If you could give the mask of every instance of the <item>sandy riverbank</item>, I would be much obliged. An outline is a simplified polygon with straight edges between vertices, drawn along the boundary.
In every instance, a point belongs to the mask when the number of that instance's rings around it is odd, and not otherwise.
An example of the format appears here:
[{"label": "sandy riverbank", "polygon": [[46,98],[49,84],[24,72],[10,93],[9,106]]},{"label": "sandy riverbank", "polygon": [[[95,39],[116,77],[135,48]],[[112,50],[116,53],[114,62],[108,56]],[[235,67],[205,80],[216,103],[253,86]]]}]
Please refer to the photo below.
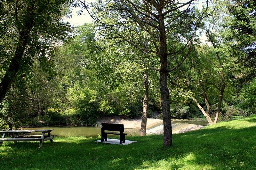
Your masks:
[{"label": "sandy riverbank", "polygon": [[[124,128],[140,129],[141,125],[141,119],[122,119],[118,116],[103,117],[97,121],[101,122],[124,124]],[[161,119],[148,118],[147,122],[147,134],[161,134],[164,133],[163,120]],[[204,127],[201,126],[181,123],[172,123],[172,133],[180,133],[195,130]]]}]

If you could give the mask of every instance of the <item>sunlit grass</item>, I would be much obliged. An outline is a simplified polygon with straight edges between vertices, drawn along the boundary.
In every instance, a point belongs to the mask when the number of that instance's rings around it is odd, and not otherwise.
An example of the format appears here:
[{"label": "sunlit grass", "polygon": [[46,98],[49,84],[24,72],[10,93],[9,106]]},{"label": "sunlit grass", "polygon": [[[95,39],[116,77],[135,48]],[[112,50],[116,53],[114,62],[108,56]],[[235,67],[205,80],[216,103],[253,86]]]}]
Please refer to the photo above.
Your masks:
[{"label": "sunlit grass", "polygon": [[53,144],[4,143],[0,169],[254,169],[256,117],[221,122],[173,135],[163,147],[163,136],[130,136],[136,143],[120,145],[95,142],[97,138],[57,137]]}]

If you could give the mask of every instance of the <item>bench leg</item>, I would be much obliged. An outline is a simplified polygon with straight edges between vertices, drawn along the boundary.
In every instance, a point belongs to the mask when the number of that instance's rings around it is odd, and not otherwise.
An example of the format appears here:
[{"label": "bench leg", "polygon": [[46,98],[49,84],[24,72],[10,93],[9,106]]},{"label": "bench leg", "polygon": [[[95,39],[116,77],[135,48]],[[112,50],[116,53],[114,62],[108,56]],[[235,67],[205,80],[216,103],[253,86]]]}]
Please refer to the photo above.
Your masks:
[{"label": "bench leg", "polygon": [[123,143],[123,136],[122,135],[120,135],[120,139],[119,139],[119,143],[121,144]]},{"label": "bench leg", "polygon": [[[2,136],[2,139],[4,139],[5,137],[5,133],[4,133],[3,134],[3,136]],[[3,142],[0,142],[0,146],[2,145],[3,144]]]},{"label": "bench leg", "polygon": [[104,136],[104,140],[105,141],[107,141],[108,140],[108,134],[105,133]]},{"label": "bench leg", "polygon": [[125,136],[124,135],[123,136],[123,143],[125,143]]},{"label": "bench leg", "polygon": [[[51,135],[51,132],[48,132],[48,135],[49,135],[49,137],[52,136],[52,135]],[[52,139],[50,139],[50,141],[51,141],[51,143],[52,144],[53,143],[53,140]]]},{"label": "bench leg", "polygon": [[[12,137],[13,138],[15,138],[15,134],[14,134],[14,133],[12,133]],[[16,144],[16,143],[17,143],[17,142],[16,142],[16,141],[15,141],[15,142],[14,142],[14,143]]]}]

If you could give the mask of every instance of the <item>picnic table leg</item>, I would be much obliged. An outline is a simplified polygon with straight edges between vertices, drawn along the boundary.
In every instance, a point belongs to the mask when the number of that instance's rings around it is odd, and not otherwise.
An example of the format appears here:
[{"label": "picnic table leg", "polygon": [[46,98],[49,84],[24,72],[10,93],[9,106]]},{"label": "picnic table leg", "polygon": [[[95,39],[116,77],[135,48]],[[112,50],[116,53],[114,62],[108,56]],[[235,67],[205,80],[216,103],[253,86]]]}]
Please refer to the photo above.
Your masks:
[{"label": "picnic table leg", "polygon": [[[12,133],[12,137],[13,138],[15,138],[15,134],[14,133]],[[17,143],[16,141],[15,141],[14,142],[15,144],[16,144]]]},{"label": "picnic table leg", "polygon": [[[4,133],[3,134],[3,136],[2,136],[2,139],[4,139],[5,137],[5,133]],[[3,144],[3,142],[0,142],[0,146],[1,146],[2,145],[2,144]]]},{"label": "picnic table leg", "polygon": [[105,141],[107,141],[108,140],[108,134],[106,133],[104,133],[105,134],[104,135],[104,139],[105,140]]},{"label": "picnic table leg", "polygon": [[[51,132],[48,132],[48,135],[49,135],[49,137],[52,136],[52,135],[51,135]],[[51,143],[52,144],[53,143],[53,140],[52,139],[50,139],[50,141],[51,141]]]},{"label": "picnic table leg", "polygon": [[[42,135],[41,136],[41,138],[44,138],[44,132],[43,132],[42,133]],[[40,140],[40,143],[39,143],[39,146],[38,147],[38,148],[40,148],[42,146],[42,145],[43,145],[43,139]]]}]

☆ ☆ ☆ ☆ ☆ ☆ ☆

> [PROBLEM STATEMENT]: Change "much obliged" to "grateful" throughout the listing above and write it out again with nothing else altered. Omit the pictures from your version.

> [SOLUTION FOR THIS TASK]:
If you could give the mask of every instance of the <item>sandy riverbank</item>, I would be grateful. An outline is a simplified polygon with straight edges between vertices, drawn along the boundary.
In every instance, a point belongs to the mask when the number of that instance's rings around it is odd, and not otherwise.
An example of the format appears here:
[{"label": "sandy riverbank", "polygon": [[46,98],[49,84],[24,72],[10,93],[9,106]]},{"label": "sandy riverbank", "polygon": [[[95,39],[116,77],[135,48]],[[112,50],[116,53],[114,62],[108,56]],[[235,67],[205,80],[216,103],[253,86]]]}]
Please refer to the photo below.
Your masks:
[{"label": "sandy riverbank", "polygon": [[[124,128],[140,129],[141,125],[141,119],[122,119],[118,116],[103,117],[97,121],[101,122],[124,124]],[[161,119],[148,118],[147,122],[147,134],[161,134],[164,133],[163,120]],[[204,127],[201,126],[181,123],[172,123],[172,133],[180,133],[195,130]]]}]

If you could give the mask of every instance of the <item>sunlit grass</item>, I would be grateful. An outline is a simplified polygon with straight edges between vertices, drawn along the boundary.
In every instance, a point belongs to the mask when the number of that instance's rings around it is odd, and not otherwise.
An example of the format appears here:
[{"label": "sunlit grass", "polygon": [[46,98],[49,84],[24,72],[10,93],[9,106]]},{"label": "sunlit grass", "polygon": [[[95,39],[116,77],[135,48]],[[112,50],[116,53],[114,62],[108,56]],[[235,67],[205,80],[216,103],[253,86]]]}]
Please refer to the photo above.
Your masks:
[{"label": "sunlit grass", "polygon": [[53,144],[4,143],[0,169],[254,169],[256,117],[221,122],[173,135],[163,147],[163,136],[130,136],[136,143],[120,145],[95,142],[97,138],[57,137]]}]

If you could give the mask of every instance of the <item>bench leg</item>, I would be grateful. An outline is a simplified polygon with straight edges between vertices, drawn along the boundary.
In every instance, a point belongs to the mask when the number of that instance's rings around it is odd, and not otherwise.
An example of the format appears here:
[{"label": "bench leg", "polygon": [[46,98],[49,84],[24,72],[10,93],[9,106]]},{"label": "bench leg", "polygon": [[[95,39],[116,77],[135,48]],[[112,50],[116,53],[114,62],[108,56]],[[235,67],[205,80],[216,103],[253,86]]]}]
Please refer to the photo above.
Your masks:
[{"label": "bench leg", "polygon": [[123,143],[123,136],[122,135],[120,135],[120,139],[119,139],[119,143],[121,144]]},{"label": "bench leg", "polygon": [[[2,136],[2,139],[4,139],[5,137],[5,133],[4,133],[3,134],[3,136]],[[3,142],[0,142],[0,146],[2,145],[3,144]]]},{"label": "bench leg", "polygon": [[104,136],[104,140],[105,141],[107,141],[108,140],[108,134],[105,133]]},{"label": "bench leg", "polygon": [[125,136],[124,135],[123,136],[123,143],[125,143]]},{"label": "bench leg", "polygon": [[[51,135],[51,132],[48,132],[48,135],[49,135],[49,137],[52,136],[52,135]],[[52,139],[50,139],[50,141],[51,141],[51,143],[52,144],[53,143],[53,140]]]},{"label": "bench leg", "polygon": [[[12,137],[13,138],[15,138],[15,134],[14,134],[14,133],[12,133]],[[16,144],[16,143],[17,143],[17,142],[16,142],[16,141],[15,141],[15,142],[14,142],[14,143]]]}]

If you could give the mask of every instance of the <item>picnic table leg</item>, I would be grateful. An outline is a simplified polygon with straight edges between vertices, drawn along the boundary.
In every instance, a point belongs to the mask when the number of that instance's rings around it is odd, and not otherwise.
An example of the format appears here:
[{"label": "picnic table leg", "polygon": [[46,98],[49,84],[24,72],[10,93],[9,106]]},{"label": "picnic table leg", "polygon": [[[95,39],[116,77],[135,48]],[[112,50],[116,53],[114,62],[108,56]],[[235,67],[205,80],[216,103],[253,86]]]}]
Please refer to the photo above.
Your masks:
[{"label": "picnic table leg", "polygon": [[[12,133],[12,137],[13,138],[15,138],[15,134],[14,133]],[[17,143],[16,141],[15,141],[14,142],[15,144],[16,144]]]},{"label": "picnic table leg", "polygon": [[[4,133],[3,134],[3,136],[2,136],[2,139],[4,139],[5,137],[5,133]],[[3,144],[3,142],[0,142],[0,146],[1,146],[2,145],[2,144]]]},{"label": "picnic table leg", "polygon": [[105,141],[107,141],[108,140],[108,134],[106,133],[104,133],[105,134],[104,135],[104,139],[105,140]]},{"label": "picnic table leg", "polygon": [[[51,132],[48,132],[48,135],[49,135],[49,137],[52,136],[52,135],[51,135]],[[51,143],[52,144],[53,143],[53,140],[52,139],[50,139],[50,141],[51,141]]]},{"label": "picnic table leg", "polygon": [[[42,135],[41,136],[41,138],[44,138],[44,132],[43,132],[42,133]],[[40,140],[40,143],[39,143],[39,146],[38,147],[38,148],[40,148],[42,146],[42,145],[43,145],[43,139]]]}]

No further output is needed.